* **Prompt**: Could you write the next part of the article on sleep habits and heart failure, picking up right after its final sentence?

Healthy Sleep Habits Linked to Reduction in Risk for Heart Failure

Quality sleep is tied to improved concentration, reduced stress, improved memory, increased immunity, better moods, and increased productivity. A new study finds that quality sleep may also reduce your risk of heart failure.

Past Research on Sleep

Previous research indicates that people who have insomnia or sleep apnea have a higher risk of heart disease. Insomnia is defined as difficulty falling or staying asleep. Sleep apnea is a condition in which breathing repeatedly stops and starts during sleep. Symptoms of sleep apnea include loud snoring and feeling tired even after getting a full night’s sleep.

Current Study

This new study examined the link between healthy sleep habits and heart failure. Heart failure occurs when your heart doesn’t pump blood as well as it should.

The study used data from over 400,000 individuals in the UK who took part in a long-term health study. The participants answered questions about their sleep habits at the outset of that study. At the time, participants ranged in age from 37 to 73 years old. Based on the number of healthy sleep habits reported, each participant was given a healthy sleep score between zero and five.

* **Entries provided**:
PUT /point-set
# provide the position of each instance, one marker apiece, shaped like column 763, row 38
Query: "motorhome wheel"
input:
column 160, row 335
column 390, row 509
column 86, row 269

* **Result for this exercise**:
Researchers took five sleep habits into account – sleep duration, excessive daytime sleepiness, insomnia, snoring, and whether someone was an early bird or night owl.

Over the span of a decade, 5,221 study participants received a diagnosis of heart failure.

The researchers adjusted for medical conditions, such as high blood pressure (hypertension), diabetes, and taking medications. They also adjusted for other risk factors of heart failure, such as one’s diet, exercise habits, drinking habits, and smoking.

The researchers discovered that individuals who exhibited the healthiest sleep habits had a 42% reduction in their risk for heart failure in comparison to individuals who had the least healthy sleep habits. More specifically, those who were early risers showed an 8% reduced risk of heart failure. Participants who got seven to eight hours of sleep each night showed a 12% reduction in risk.

Those who did not experience insomnia frequently showed a 17% reduction in heart failure risk. Individuals who did not report any excessive daytime sleepiness showed a 34% decrease in heart failure risk.

Interpretations of the Results

The results of this study published online in the journal Circulation on November 16, 2020 may be interpreted in a number of ways.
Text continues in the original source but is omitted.